_Your task_
Once you reach the line that holds "box: [318, 195, 576, 292]" in the listing below, output it and every line after it through the line that holds "408L849 485L874 477L877", word for word.

*** Data for this exercise ***

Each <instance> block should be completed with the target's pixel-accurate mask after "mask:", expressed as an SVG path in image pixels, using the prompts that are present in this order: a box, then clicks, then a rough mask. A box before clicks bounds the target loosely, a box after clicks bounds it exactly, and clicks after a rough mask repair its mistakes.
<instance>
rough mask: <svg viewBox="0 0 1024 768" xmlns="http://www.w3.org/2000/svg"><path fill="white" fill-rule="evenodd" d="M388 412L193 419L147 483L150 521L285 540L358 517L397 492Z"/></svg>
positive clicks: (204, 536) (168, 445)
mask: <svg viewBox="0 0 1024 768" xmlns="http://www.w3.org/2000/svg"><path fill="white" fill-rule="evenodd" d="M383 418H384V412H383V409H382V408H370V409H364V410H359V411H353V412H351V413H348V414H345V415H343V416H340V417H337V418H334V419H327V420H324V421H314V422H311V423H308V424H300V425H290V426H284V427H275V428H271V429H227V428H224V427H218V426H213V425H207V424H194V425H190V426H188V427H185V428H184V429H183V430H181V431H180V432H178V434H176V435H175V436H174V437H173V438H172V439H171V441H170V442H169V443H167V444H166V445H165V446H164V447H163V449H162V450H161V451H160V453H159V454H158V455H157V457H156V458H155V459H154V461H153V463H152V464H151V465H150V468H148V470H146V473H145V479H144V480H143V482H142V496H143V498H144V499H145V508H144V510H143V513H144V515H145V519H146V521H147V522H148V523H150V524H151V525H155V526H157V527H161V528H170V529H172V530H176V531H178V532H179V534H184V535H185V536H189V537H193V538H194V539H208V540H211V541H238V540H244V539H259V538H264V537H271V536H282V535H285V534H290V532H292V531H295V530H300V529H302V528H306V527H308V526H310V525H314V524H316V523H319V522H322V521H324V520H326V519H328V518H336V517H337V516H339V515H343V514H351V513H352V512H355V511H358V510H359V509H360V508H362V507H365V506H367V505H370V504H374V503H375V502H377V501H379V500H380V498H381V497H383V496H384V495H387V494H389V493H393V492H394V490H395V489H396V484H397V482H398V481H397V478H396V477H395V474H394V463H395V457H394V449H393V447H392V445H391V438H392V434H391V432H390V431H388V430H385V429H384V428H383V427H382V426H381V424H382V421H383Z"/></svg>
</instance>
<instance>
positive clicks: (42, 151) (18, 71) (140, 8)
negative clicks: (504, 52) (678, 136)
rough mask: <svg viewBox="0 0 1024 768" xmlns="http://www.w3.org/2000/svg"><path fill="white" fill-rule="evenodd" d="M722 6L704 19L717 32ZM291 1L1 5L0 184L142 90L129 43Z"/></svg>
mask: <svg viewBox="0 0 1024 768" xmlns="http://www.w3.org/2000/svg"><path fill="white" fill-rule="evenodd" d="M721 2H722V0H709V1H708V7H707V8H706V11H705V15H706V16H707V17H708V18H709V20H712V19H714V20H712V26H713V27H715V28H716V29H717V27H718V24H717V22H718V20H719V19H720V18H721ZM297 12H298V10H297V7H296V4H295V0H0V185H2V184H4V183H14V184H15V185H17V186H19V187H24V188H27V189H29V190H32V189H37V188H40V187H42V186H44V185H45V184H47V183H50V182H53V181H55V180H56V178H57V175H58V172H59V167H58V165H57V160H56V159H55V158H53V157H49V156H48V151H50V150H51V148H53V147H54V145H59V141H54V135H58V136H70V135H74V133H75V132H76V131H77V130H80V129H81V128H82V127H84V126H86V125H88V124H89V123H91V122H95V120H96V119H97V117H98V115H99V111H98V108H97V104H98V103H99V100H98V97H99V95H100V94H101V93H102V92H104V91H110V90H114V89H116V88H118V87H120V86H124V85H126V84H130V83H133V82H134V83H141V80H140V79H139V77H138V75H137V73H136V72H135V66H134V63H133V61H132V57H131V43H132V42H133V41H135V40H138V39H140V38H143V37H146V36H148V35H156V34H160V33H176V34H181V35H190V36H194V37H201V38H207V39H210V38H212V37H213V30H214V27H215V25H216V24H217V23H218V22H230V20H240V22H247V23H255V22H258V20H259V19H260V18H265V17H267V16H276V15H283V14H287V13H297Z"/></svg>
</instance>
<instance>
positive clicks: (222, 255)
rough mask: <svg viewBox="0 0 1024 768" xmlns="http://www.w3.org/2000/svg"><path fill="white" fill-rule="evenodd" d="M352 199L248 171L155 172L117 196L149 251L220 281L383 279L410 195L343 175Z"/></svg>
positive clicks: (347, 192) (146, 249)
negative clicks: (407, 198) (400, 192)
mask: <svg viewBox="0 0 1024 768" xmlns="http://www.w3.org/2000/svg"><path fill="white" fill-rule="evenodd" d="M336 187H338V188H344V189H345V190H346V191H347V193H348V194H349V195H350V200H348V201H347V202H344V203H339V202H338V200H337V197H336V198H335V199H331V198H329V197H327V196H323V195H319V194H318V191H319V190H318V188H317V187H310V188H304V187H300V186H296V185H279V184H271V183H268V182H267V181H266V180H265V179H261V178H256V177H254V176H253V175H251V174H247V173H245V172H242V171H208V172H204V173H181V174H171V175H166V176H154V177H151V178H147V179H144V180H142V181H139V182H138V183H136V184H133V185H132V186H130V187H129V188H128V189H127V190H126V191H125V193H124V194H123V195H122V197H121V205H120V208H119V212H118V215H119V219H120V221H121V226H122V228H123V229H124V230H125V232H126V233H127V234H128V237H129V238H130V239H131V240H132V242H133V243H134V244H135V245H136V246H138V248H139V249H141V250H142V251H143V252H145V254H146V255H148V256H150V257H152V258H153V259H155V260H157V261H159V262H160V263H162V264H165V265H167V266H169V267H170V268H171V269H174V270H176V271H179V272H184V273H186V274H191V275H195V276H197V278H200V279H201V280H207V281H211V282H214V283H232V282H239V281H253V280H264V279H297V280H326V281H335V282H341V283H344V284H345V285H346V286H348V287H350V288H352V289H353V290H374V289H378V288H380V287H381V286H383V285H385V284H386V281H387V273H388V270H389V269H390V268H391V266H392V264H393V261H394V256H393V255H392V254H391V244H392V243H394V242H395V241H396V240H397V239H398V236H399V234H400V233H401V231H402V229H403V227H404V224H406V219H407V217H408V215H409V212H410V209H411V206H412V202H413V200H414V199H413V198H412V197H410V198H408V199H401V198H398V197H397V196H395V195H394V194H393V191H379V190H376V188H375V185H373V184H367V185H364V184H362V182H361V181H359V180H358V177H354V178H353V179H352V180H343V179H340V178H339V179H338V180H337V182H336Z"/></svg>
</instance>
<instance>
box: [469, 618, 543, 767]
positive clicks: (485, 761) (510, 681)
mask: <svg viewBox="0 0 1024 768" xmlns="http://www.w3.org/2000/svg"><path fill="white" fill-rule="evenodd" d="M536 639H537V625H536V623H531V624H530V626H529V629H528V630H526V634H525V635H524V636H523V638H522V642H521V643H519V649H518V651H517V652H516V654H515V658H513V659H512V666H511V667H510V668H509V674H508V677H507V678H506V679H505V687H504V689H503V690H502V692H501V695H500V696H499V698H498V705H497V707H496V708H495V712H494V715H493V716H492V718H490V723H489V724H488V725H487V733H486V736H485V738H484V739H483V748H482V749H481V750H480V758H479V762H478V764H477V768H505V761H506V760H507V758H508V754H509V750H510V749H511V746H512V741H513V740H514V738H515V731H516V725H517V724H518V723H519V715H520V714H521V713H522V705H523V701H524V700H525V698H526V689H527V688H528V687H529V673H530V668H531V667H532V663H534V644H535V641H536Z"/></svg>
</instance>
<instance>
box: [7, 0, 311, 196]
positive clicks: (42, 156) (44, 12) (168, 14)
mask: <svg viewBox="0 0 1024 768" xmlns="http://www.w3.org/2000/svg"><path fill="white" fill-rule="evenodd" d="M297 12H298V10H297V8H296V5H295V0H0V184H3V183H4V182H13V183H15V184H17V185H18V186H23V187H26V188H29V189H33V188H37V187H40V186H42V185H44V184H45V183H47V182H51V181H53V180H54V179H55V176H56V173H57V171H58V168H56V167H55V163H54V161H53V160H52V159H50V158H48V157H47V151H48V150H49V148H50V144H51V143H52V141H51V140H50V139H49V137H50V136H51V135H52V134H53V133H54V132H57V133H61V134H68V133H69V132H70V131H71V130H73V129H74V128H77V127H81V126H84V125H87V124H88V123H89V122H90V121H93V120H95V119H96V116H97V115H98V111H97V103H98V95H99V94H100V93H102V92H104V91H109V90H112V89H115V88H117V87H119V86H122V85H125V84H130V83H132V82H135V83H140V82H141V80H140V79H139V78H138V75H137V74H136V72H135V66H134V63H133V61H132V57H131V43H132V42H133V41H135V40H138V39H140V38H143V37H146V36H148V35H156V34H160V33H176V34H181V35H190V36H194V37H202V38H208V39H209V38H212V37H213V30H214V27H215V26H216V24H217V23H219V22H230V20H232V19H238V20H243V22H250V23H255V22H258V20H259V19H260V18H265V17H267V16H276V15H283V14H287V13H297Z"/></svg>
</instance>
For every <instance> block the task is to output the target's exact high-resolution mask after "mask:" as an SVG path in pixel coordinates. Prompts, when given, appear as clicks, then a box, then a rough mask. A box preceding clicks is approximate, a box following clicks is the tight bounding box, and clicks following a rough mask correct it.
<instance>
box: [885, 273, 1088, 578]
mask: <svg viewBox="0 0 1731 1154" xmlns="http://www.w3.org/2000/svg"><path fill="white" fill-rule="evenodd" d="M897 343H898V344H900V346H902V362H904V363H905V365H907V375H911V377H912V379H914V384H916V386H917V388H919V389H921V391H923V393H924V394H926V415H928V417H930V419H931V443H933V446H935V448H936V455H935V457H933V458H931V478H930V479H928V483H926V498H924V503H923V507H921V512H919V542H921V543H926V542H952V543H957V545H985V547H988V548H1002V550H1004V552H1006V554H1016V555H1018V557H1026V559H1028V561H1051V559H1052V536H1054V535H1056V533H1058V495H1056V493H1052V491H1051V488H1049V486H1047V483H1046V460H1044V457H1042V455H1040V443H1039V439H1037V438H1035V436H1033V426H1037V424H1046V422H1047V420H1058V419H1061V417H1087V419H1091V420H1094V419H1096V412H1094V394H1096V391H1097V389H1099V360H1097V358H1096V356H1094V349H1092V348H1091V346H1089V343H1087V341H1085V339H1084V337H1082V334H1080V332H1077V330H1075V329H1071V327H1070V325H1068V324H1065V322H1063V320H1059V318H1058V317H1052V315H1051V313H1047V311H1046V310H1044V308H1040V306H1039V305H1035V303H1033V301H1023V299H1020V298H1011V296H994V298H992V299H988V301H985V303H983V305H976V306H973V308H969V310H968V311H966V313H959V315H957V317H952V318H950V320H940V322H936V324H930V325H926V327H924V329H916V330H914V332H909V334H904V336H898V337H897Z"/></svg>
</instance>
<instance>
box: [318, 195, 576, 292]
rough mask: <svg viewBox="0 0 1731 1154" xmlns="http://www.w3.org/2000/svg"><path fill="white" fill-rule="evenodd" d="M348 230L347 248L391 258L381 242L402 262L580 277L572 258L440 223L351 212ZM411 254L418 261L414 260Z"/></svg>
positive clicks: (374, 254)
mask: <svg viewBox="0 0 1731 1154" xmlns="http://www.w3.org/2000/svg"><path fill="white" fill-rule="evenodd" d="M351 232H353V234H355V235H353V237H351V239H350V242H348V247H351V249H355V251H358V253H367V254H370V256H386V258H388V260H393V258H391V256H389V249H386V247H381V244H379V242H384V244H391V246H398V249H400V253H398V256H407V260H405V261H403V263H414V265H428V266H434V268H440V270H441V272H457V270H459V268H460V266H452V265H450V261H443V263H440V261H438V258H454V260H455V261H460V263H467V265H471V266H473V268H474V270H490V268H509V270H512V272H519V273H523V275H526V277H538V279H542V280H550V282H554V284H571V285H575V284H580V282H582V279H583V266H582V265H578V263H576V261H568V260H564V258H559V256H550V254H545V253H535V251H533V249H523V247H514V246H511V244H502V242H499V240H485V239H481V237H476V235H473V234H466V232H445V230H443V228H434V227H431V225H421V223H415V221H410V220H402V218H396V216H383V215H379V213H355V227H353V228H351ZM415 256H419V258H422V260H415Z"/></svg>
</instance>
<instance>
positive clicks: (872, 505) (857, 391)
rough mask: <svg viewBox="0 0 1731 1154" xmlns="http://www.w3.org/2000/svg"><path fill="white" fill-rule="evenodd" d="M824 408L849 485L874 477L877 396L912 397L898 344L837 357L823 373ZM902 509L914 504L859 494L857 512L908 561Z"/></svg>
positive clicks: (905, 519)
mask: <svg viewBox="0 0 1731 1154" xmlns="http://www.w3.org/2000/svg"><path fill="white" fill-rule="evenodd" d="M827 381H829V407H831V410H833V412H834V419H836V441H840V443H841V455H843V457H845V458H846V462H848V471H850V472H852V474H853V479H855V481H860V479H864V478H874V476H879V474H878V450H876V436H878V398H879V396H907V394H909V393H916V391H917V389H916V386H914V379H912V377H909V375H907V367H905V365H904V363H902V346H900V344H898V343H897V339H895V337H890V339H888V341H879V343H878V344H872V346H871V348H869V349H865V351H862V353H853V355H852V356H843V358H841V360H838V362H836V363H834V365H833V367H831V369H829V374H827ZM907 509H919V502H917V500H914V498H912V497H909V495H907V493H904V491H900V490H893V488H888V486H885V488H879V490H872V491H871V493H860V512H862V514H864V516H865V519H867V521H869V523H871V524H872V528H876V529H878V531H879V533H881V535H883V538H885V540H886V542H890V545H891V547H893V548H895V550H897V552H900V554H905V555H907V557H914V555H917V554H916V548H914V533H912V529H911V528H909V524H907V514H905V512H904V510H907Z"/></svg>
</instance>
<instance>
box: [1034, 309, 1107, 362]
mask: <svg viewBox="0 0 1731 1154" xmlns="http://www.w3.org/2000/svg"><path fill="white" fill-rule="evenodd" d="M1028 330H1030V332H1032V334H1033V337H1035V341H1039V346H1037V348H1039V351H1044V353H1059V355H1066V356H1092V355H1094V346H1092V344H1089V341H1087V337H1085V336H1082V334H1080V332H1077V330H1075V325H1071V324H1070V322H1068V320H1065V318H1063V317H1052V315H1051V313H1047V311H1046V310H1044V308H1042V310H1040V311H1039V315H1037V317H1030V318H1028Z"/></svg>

*** End of Data for this exercise ***

_Response area_
box: [318, 195, 576, 292]
rough mask: <svg viewBox="0 0 1731 1154" xmlns="http://www.w3.org/2000/svg"><path fill="white" fill-rule="evenodd" d="M348 230L347 248L391 258L381 242L402 262L580 277L572 258L440 223L351 212ZM411 254L418 261L414 260Z"/></svg>
positive clicks: (374, 254)
mask: <svg viewBox="0 0 1731 1154" xmlns="http://www.w3.org/2000/svg"><path fill="white" fill-rule="evenodd" d="M351 232H353V234H355V235H353V237H351V239H350V242H348V247H351V249H355V251H358V253H367V254H370V256H386V258H388V260H393V258H391V256H389V249H386V247H381V244H379V242H384V244H391V246H398V249H400V253H398V256H407V260H405V261H403V263H414V265H428V266H434V268H440V270H441V272H457V270H459V268H460V266H452V265H450V261H443V263H440V261H438V258H454V260H455V261H460V263H467V265H471V266H473V268H474V270H490V268H509V270H512V272H519V273H523V275H526V277H538V279H542V280H550V282H554V284H571V285H575V284H580V282H582V279H583V266H582V265H578V263H576V261H568V260H564V258H559V256H550V254H545V253H535V251H533V249H523V247H514V246H511V244H502V242H499V240H485V239H481V237H476V235H473V234H466V232H445V230H443V228H434V227H431V225H421V223H415V221H410V220H402V218H396V216H383V215H379V213H355V227H353V228H351ZM415 256H419V258H422V260H415Z"/></svg>
</instance>
<instance>
positive clicks: (872, 505) (857, 391)
rough mask: <svg viewBox="0 0 1731 1154" xmlns="http://www.w3.org/2000/svg"><path fill="white" fill-rule="evenodd" d="M824 408L849 485L874 477L877 396L912 397L898 344L837 357L823 373ZM902 509L914 504L859 494L857 512L908 561Z"/></svg>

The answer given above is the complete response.